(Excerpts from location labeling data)
------------

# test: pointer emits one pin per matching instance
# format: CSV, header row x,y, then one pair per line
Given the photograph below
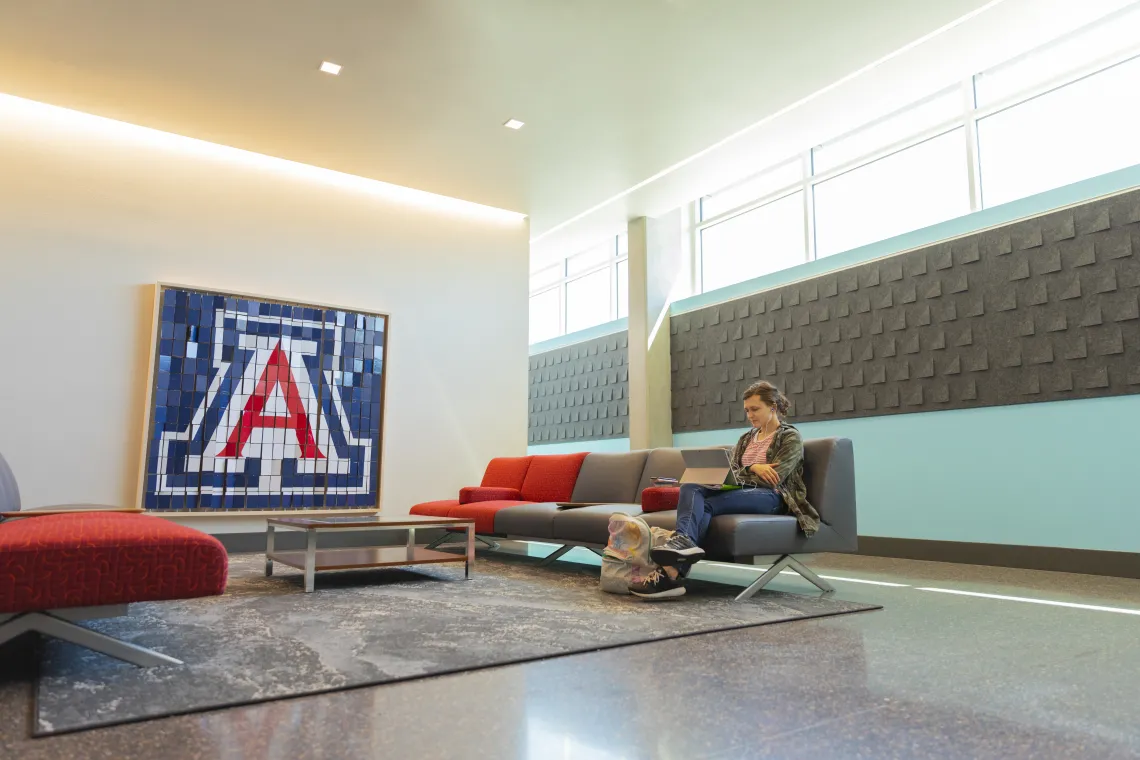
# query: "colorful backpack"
x,y
626,557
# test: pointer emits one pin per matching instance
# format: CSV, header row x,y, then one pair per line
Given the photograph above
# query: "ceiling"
x,y
612,91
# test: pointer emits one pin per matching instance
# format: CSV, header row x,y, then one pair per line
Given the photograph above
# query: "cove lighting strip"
x,y
40,116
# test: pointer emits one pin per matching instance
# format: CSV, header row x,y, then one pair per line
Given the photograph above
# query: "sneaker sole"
x,y
670,557
672,594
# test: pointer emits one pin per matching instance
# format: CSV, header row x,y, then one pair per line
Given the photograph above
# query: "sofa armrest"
x,y
660,498
475,493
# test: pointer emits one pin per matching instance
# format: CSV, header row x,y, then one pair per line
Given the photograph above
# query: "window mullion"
x,y
974,163
808,207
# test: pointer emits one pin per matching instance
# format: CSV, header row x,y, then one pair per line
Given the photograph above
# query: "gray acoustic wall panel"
x,y
1041,310
581,392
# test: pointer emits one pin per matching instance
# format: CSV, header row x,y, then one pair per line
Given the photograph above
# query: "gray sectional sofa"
x,y
618,482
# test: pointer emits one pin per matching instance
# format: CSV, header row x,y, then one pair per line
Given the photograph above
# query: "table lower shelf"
x,y
385,556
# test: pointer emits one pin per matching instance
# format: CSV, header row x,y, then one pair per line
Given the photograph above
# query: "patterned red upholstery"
x,y
104,557
483,513
551,477
472,495
660,498
506,472
434,508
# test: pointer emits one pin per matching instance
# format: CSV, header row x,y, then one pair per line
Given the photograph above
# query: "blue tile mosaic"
x,y
263,405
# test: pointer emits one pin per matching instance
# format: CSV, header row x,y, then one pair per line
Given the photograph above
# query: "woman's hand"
x,y
766,474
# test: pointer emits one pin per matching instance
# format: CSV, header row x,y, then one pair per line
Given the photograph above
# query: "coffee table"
x,y
311,558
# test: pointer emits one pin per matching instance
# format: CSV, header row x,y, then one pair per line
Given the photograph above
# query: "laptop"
x,y
709,467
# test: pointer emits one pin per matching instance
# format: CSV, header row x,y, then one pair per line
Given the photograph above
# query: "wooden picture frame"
x,y
277,405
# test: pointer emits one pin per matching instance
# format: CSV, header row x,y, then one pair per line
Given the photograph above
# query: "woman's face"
x,y
758,413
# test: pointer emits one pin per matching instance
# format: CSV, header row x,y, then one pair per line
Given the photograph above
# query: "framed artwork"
x,y
259,403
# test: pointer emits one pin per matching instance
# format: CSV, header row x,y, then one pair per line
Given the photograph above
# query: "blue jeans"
x,y
699,505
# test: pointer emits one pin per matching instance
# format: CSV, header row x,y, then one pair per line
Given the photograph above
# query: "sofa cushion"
x,y
735,537
434,508
551,477
473,495
482,513
610,477
660,498
588,524
660,463
506,472
526,520
92,560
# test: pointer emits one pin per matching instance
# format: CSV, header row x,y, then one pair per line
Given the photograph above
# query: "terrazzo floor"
x,y
937,673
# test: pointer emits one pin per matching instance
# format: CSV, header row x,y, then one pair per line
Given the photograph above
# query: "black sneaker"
x,y
678,550
658,586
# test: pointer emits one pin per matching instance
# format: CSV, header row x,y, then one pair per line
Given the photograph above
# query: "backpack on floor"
x,y
626,557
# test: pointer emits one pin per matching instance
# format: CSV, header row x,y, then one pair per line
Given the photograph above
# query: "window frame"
x,y
619,253
968,117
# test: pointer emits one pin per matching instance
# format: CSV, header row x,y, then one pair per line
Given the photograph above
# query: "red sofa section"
x,y
509,482
104,558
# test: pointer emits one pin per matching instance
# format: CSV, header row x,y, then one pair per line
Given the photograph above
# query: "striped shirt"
x,y
757,451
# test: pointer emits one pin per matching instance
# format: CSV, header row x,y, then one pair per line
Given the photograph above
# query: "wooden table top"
x,y
367,521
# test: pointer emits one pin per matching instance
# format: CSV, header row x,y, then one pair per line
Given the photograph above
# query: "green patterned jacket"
x,y
786,455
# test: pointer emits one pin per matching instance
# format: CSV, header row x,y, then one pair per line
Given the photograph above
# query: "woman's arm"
x,y
788,455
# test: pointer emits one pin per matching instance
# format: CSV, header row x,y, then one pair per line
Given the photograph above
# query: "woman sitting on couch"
x,y
768,464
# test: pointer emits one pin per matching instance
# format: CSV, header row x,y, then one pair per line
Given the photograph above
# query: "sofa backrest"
x,y
506,472
9,492
610,477
552,477
829,473
660,463
666,463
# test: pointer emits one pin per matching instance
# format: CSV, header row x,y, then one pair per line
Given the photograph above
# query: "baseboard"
x,y
1120,564
294,540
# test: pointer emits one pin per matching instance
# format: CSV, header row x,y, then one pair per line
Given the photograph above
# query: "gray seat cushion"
x,y
610,477
737,537
588,524
526,520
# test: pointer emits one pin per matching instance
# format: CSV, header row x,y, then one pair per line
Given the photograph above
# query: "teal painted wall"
x,y
1060,474
1022,474
571,447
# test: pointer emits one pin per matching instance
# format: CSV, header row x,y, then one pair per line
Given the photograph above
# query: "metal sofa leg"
x,y
553,556
49,624
789,563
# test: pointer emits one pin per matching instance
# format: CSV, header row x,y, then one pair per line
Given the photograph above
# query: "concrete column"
x,y
657,267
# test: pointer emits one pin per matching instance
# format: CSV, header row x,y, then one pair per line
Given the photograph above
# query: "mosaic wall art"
x,y
258,403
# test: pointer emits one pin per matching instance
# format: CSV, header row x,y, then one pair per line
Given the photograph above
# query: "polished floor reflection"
x,y
934,675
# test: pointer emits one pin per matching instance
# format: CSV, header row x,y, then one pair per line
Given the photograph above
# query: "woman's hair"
x,y
770,394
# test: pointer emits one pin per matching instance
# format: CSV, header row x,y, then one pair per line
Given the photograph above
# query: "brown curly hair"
x,y
770,394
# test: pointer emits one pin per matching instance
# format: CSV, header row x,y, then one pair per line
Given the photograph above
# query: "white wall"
x,y
92,213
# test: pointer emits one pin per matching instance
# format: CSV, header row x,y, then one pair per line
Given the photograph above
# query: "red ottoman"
x,y
58,569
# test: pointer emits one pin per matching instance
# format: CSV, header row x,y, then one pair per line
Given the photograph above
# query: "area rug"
x,y
267,639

------------

#### Requirement
List every line above that contains the word "wall", matching case exactly.

#### Result for this task
# query: "gray acoustic wall panel"
# query: "teal painted wall"
# query: "mosaic wall art"
# query: "white wall"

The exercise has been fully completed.